┌──

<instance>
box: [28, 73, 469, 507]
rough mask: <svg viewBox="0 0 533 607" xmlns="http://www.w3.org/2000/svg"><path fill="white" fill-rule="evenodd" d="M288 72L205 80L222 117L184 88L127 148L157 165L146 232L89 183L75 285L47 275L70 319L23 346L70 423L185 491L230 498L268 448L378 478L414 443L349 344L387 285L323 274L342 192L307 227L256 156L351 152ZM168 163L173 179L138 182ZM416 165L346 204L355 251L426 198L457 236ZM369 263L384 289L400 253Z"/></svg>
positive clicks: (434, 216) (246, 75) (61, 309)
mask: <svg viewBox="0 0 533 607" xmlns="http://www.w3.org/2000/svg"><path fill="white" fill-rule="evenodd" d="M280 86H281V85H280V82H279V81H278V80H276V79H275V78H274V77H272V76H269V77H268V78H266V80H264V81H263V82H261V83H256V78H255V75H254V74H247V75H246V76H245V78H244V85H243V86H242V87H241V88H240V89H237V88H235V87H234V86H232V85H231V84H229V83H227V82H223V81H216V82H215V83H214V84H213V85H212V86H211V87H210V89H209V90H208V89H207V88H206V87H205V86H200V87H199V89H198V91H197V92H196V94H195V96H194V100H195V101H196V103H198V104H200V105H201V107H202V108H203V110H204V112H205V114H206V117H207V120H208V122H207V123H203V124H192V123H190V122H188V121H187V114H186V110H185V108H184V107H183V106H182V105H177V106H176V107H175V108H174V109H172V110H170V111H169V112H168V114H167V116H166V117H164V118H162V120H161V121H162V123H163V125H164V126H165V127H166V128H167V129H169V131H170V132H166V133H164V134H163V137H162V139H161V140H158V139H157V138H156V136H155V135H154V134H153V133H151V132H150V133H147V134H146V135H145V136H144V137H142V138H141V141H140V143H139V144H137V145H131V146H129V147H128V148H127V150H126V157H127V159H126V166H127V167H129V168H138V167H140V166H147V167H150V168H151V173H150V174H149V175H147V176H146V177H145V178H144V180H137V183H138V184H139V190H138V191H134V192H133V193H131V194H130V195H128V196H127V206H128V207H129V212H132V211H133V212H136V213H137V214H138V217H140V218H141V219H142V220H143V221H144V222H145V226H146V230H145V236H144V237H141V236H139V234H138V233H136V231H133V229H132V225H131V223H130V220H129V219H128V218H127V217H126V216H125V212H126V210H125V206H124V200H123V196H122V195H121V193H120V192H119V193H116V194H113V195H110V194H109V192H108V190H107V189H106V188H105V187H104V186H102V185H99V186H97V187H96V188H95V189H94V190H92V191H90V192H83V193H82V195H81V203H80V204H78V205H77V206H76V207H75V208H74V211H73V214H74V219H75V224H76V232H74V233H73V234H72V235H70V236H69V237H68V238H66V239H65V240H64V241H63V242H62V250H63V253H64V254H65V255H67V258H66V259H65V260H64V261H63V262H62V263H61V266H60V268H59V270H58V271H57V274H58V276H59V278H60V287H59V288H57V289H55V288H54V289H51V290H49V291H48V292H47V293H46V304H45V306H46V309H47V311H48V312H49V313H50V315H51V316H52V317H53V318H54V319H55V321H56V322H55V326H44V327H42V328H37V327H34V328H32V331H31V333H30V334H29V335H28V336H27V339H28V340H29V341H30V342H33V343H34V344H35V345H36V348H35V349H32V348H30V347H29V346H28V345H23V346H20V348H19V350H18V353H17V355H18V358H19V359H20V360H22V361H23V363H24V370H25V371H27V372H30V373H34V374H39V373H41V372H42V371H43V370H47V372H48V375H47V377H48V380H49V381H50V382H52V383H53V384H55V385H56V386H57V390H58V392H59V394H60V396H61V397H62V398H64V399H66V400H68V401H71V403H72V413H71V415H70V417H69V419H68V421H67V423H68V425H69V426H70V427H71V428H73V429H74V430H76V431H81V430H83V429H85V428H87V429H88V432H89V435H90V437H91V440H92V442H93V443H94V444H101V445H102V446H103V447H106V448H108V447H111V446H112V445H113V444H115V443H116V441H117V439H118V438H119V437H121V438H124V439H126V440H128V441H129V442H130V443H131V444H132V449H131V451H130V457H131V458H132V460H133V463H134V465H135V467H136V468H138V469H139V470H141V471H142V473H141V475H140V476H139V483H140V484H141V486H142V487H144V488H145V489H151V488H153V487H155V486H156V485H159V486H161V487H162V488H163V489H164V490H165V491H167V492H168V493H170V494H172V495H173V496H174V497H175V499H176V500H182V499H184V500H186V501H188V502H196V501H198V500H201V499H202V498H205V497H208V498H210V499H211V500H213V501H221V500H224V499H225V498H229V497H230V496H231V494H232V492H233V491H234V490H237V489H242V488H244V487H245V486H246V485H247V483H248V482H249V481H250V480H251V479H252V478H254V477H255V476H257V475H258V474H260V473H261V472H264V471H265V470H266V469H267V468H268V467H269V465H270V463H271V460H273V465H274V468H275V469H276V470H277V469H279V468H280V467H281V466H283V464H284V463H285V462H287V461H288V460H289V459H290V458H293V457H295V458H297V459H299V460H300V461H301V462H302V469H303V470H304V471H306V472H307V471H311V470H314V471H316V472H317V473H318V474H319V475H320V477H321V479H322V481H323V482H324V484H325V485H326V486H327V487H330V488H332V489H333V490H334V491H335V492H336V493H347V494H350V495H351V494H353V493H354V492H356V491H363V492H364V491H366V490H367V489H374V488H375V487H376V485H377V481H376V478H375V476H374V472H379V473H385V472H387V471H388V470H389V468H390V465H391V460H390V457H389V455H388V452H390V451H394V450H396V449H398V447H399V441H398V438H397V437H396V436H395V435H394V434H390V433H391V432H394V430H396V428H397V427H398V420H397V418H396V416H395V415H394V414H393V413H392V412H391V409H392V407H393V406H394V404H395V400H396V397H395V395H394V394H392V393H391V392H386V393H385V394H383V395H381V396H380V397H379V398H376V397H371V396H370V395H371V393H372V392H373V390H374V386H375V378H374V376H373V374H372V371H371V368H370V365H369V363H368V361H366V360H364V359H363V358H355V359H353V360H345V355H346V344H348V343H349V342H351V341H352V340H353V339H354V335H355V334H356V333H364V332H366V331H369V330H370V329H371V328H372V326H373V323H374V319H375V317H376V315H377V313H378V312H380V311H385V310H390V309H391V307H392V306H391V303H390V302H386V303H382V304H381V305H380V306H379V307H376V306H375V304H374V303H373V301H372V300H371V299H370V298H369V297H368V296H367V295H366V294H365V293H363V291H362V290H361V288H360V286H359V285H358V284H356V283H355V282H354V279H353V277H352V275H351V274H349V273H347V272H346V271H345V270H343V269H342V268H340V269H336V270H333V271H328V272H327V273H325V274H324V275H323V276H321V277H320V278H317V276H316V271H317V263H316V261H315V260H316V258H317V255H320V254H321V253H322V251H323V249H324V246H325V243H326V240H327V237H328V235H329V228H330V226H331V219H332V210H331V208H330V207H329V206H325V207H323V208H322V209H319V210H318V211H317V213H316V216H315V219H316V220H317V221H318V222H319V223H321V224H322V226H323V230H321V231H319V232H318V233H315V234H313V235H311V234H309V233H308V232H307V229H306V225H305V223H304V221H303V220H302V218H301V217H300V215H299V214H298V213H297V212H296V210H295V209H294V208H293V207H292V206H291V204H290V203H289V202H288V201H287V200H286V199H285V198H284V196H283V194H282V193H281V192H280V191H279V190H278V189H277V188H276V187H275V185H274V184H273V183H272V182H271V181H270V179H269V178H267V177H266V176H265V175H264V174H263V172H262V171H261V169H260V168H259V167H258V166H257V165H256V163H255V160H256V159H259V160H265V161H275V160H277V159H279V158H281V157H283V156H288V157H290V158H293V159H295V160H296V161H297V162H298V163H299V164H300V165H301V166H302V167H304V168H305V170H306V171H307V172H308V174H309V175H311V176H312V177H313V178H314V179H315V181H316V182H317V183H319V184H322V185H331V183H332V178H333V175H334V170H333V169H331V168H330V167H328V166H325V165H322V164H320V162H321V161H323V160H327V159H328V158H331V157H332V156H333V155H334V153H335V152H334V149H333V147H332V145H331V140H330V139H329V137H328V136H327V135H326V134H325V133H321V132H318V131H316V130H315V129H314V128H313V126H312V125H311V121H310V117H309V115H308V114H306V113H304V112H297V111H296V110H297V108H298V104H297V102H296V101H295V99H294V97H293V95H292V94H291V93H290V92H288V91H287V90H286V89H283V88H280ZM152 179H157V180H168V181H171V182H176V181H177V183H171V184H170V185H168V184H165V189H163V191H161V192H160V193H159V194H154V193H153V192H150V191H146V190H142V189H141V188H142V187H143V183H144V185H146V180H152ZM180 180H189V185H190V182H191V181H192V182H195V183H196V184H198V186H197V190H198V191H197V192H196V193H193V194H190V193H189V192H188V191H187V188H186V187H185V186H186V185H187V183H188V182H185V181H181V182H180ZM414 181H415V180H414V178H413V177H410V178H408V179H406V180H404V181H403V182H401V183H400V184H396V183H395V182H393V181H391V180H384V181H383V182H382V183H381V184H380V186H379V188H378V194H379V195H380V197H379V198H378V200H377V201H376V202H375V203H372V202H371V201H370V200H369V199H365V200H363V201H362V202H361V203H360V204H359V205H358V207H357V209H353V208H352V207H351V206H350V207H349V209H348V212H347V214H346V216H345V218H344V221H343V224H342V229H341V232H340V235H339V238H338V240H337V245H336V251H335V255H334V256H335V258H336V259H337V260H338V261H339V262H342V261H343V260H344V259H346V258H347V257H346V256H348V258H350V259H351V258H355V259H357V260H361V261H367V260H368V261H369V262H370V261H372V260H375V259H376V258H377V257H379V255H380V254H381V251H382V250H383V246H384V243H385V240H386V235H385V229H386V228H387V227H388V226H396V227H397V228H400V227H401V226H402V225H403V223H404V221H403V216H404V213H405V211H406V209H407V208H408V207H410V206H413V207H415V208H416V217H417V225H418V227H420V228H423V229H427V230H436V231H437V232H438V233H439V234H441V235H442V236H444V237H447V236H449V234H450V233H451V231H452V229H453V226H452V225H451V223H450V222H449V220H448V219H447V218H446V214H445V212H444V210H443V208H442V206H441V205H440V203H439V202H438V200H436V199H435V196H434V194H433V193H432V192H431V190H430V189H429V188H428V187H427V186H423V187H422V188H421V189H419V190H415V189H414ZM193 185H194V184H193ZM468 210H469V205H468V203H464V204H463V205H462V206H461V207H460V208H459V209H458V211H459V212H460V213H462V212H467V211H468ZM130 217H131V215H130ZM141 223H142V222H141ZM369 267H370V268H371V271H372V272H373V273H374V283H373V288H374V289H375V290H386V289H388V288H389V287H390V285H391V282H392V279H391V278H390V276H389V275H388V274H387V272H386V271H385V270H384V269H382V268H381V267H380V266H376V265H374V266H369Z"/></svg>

└──

Copy the records word for word, starting at the first line of the records and ending with the line that contains "positive clicks: (434, 216)".

<instance>
box: [28, 73, 469, 507]
rough mask: <svg viewBox="0 0 533 607" xmlns="http://www.w3.org/2000/svg"><path fill="white" fill-rule="evenodd" d="M288 72L205 80L222 117L184 88L127 148L157 165L146 232L89 183L75 285L47 275L70 319L23 346L70 423L185 491L230 498L268 448L378 478L414 443L349 344L387 285L323 274L342 192L307 227L256 156L351 152ZM168 163L173 179L138 182ZM416 165L346 204L355 251L426 198L457 236ZM369 263L384 289L400 253Z"/></svg>
positive clicks: (434, 216) (246, 75) (61, 309)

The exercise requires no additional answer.